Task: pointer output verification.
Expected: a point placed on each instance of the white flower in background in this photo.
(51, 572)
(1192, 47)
...
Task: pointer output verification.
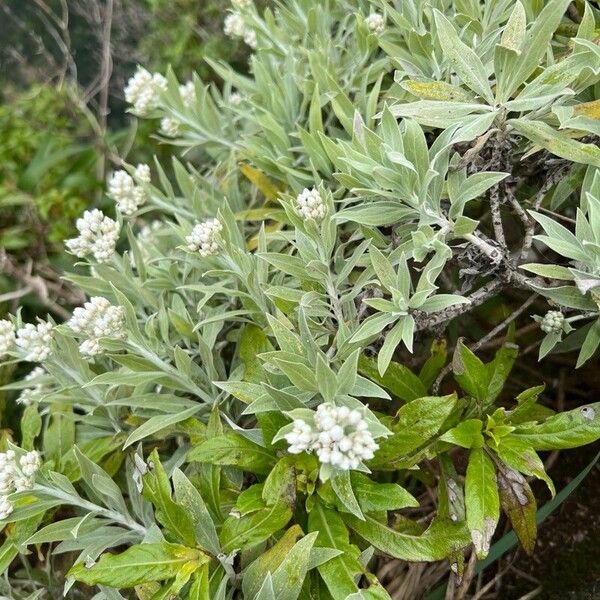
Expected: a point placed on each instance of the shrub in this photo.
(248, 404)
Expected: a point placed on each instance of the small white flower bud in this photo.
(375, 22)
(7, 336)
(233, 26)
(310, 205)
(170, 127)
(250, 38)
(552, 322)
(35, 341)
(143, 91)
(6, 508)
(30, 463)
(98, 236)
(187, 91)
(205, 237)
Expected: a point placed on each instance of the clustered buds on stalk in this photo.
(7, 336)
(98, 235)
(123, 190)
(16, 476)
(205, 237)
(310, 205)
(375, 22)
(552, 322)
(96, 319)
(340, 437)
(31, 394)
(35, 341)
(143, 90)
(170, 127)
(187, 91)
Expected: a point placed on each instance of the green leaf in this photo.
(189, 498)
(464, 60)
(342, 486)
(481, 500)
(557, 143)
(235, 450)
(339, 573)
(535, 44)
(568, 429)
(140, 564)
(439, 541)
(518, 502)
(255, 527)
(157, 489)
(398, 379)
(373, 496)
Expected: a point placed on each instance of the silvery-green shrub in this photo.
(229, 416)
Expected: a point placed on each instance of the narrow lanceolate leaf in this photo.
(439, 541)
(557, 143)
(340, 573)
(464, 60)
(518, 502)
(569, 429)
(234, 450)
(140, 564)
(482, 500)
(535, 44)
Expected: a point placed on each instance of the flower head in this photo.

WORK INSTRUCTION.
The exact lines of the material above starting at the one that contains "Expected: a point placed on each instance of the silvery-green" and ending at the one that contains "Expected: a point placed on each instance of the flower" are what to retype; leave out everything else.

SOLUTION TO THIS PROBLEM.
Expected: a point placed on each instance of the silvery-green shrub in this photo.
(229, 416)
Expected: a point placed on each instance of the narrow lanceolate leaf in this photo.
(439, 541)
(557, 143)
(340, 573)
(464, 60)
(518, 502)
(569, 429)
(234, 450)
(140, 564)
(482, 500)
(535, 44)
Expected: a point placed on each instance of the flower head in this photo.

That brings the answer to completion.